### PAGE ###
[RFC 0/3] Improve memory statistics for virtio balloon

From: zhenwei pi
Date: Mon Apr 15 2024 - 04:41:36 EST


Hi,

When the guest runs under critial memory pressure, the guest becomss
too slow, even sshd turns D state(uninterruptible) on memory
allocation. We can't login this VM to do any work on trouble shooting.

Guest kernel log via virtual TTY(on host side) only provides a few
necessary log after OOM. More detail memory statistics are required,
then we can know explicit memory events and estimate the pressure.
### RECORD EXCERPTS ###
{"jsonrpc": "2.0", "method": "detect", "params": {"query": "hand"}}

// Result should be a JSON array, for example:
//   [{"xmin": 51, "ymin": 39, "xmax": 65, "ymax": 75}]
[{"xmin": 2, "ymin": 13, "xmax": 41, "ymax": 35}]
###
### RECORD EXCERPTS ###
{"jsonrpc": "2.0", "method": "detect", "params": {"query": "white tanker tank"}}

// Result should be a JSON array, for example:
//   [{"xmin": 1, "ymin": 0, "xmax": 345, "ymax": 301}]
###
### RECORD EXCERPTS ###
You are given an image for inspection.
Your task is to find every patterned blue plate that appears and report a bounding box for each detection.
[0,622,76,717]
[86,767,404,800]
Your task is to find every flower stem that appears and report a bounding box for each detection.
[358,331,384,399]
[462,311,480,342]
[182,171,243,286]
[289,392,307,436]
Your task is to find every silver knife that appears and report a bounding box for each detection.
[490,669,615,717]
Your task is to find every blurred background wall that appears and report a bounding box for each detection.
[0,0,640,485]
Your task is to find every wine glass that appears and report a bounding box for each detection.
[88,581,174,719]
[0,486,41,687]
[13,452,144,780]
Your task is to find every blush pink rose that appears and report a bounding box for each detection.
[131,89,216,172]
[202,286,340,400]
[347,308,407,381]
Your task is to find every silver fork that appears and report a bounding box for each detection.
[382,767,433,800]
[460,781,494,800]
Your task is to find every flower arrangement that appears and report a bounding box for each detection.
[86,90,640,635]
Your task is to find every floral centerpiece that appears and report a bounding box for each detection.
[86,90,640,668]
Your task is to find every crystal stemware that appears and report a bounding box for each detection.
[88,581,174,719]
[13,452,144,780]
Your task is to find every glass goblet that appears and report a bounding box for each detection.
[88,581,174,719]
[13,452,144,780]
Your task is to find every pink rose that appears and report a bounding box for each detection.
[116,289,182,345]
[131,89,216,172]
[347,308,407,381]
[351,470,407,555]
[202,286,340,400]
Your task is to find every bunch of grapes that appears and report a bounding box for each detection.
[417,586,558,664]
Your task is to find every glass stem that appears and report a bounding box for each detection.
###
* **YOUR TASKS**
1. Do the statements (a), (b) and (c) agree with the virtio balloon message? Answer yes or no to each, and quote the deciding words of the message. (a) Under critical memory pressure, the VM can still be logged into for troubleshooting. (b) The guest kernel log can be read through a virtual TTY on the host side. (c) The message says more detailed memory statistics are needed.
2. Can you write the next part of the virtio balloon message, picking up after its last sentence?
The data have no connection to the virtio balloon message.

* **RESULTS IN ORDER**
1.
(a) No: "We can't login this VM to do any work on trouble shooting."
(b) Yes: "Guest kernel log via virtual TTY(on host side)"
(c) Yes: "More detail memory statistics are required"

2.
I'm going to introduce several VM counters for virtio balloon:
- oom-kill
- alloc-stall
- scan-async
- scan-direct
- reclaim-async
- reclaim-direct

Then we have a metric to analyze the memory performance:
[also describe this metric in patch
'virtio_balloon: introduce memory scan/reclaim info']

y: counter increases
n: counter does not changes
h: the rate of counter change is high
l: the rate of counter change is low

OOM: VIRTIO_BALLOON_S_OOM_KILL
STALL: VIRTIO_BALLOON_S_ALLOC_STALL
ASCAN: VIRTIO_BALLOON_S_SCAN_ASYNC
DSCAN: VIRTIO_BALLOON_S_SCAN_DIRECT
ARCLM: VIRTIO_BALLOON_S_RECLAIM_ASYNC
DRCLM: VIRTIO_BALLOON_S_RECLAIM_DIRECT

- OOM[y], STALL[*], ASCAN[*], DSCAN[*], ARCLM[*], DRCLM[*]:
the guest runs under really critial memory pressure

- OOM[n], STALL[h], ASCAN[*], DSCAN[l], ARCLM[*], DRCLM[l]:
the memory allocation stalls due to cgroup, not the global memory
pressure.

- OOM[n], STALL[h], ASCAN[*], DSCAN[h], ARCLM[*], DRCLM[h]:
the memory allocation stalls due to global memory pressure. The
performance gets hurt a lot. A high ratio between DRCLM/DSCAN shows
quite effective memory reclaiming.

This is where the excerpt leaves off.